### Directions
Find the line that contains "point: window reflection" and print it and every line after it, exactly, please.
Start
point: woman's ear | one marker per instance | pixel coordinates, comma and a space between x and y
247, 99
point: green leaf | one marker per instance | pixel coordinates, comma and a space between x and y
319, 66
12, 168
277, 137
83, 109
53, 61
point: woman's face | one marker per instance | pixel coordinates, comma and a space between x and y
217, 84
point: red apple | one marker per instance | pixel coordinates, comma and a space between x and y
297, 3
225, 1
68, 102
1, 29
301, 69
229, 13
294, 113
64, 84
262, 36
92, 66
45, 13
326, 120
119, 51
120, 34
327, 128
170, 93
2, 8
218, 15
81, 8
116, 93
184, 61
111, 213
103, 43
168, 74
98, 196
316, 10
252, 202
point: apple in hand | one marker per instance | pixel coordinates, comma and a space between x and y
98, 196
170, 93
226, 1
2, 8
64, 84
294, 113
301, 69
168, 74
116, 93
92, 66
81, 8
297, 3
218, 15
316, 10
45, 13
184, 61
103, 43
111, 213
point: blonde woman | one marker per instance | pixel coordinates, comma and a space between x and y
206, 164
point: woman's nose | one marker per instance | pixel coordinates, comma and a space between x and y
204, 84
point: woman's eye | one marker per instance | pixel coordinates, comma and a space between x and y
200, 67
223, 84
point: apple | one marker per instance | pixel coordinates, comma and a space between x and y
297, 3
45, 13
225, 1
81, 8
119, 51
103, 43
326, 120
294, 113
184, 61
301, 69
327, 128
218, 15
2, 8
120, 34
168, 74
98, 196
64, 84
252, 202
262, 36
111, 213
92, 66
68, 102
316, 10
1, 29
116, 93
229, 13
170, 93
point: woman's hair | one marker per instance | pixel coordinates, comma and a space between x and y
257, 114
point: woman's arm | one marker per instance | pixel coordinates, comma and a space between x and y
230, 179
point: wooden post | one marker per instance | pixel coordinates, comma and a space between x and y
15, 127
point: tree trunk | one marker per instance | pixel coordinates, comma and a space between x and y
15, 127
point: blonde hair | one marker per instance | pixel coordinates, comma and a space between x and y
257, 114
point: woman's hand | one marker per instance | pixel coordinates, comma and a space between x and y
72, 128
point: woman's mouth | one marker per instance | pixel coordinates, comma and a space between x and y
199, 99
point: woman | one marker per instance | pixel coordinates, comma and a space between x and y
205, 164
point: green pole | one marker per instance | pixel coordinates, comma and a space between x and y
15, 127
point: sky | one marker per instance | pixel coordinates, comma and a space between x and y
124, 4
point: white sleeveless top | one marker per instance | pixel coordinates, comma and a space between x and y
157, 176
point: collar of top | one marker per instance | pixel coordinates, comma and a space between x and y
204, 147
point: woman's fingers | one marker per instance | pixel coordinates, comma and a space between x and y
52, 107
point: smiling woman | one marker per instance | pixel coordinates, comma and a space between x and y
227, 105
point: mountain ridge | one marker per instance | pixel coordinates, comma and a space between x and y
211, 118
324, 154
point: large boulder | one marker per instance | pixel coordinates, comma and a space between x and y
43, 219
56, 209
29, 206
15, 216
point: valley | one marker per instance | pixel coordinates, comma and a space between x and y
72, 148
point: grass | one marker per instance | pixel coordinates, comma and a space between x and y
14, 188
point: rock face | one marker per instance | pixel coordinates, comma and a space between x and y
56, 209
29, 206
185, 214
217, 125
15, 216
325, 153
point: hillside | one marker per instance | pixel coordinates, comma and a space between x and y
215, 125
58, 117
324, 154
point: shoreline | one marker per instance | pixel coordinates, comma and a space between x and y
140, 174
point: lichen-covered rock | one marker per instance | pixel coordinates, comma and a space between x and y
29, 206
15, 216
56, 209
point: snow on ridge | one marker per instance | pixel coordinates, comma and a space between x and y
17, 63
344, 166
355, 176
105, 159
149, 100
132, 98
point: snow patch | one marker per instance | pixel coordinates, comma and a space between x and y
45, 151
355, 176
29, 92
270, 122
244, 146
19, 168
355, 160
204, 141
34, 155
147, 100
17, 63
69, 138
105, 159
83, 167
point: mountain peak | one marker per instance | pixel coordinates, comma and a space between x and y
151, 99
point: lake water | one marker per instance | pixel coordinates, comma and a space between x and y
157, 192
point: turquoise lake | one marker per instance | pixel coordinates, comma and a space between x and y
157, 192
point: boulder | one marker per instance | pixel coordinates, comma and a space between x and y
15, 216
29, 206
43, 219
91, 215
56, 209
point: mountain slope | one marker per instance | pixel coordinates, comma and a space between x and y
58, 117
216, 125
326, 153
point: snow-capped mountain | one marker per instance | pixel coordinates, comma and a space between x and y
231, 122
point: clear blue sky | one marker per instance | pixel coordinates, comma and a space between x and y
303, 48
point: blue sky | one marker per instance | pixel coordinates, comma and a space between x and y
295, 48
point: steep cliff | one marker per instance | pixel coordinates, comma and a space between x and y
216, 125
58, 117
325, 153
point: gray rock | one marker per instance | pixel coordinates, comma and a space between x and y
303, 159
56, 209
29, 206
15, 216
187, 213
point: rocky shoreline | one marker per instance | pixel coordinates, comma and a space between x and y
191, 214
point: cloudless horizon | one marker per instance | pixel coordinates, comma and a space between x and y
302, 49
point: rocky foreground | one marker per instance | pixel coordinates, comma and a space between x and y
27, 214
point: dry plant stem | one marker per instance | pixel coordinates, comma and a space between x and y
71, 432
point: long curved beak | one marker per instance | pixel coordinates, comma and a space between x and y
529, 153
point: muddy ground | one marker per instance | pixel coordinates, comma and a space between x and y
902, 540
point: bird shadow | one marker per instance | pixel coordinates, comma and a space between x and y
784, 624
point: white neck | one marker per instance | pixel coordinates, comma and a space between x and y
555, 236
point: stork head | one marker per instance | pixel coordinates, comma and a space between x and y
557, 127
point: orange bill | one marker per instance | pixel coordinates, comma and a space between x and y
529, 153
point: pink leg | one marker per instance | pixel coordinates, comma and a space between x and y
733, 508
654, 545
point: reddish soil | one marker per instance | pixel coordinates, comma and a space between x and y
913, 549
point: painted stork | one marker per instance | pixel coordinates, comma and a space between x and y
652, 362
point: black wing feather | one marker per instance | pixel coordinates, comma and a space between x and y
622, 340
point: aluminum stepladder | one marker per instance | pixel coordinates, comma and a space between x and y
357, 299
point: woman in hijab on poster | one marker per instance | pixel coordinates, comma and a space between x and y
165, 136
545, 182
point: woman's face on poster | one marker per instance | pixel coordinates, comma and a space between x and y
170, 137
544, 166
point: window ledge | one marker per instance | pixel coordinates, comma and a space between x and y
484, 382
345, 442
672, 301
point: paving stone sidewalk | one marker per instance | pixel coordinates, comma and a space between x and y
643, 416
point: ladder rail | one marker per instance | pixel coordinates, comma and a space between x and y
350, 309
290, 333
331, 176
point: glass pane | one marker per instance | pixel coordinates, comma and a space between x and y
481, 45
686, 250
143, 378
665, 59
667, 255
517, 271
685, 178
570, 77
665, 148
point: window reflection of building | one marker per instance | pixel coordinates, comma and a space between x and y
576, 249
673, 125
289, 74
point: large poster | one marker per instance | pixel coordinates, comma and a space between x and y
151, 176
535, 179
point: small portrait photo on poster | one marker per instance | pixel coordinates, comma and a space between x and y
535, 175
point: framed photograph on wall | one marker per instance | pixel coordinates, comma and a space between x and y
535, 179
End
### In response
point: window reflection of building | one marker per instance | pixel coordinates, comma and a space between x and y
576, 249
673, 125
289, 74
point: large poster | one marker per instance | pixel coordinates, comma and a space between x and y
151, 176
535, 179
point: small portrait photo on poster | one marker per instance | pixel coordinates, comma and a space between x and y
535, 175
point: framed photograph on wall | one marker per instance | pixel coordinates, comma and a space between x and y
535, 179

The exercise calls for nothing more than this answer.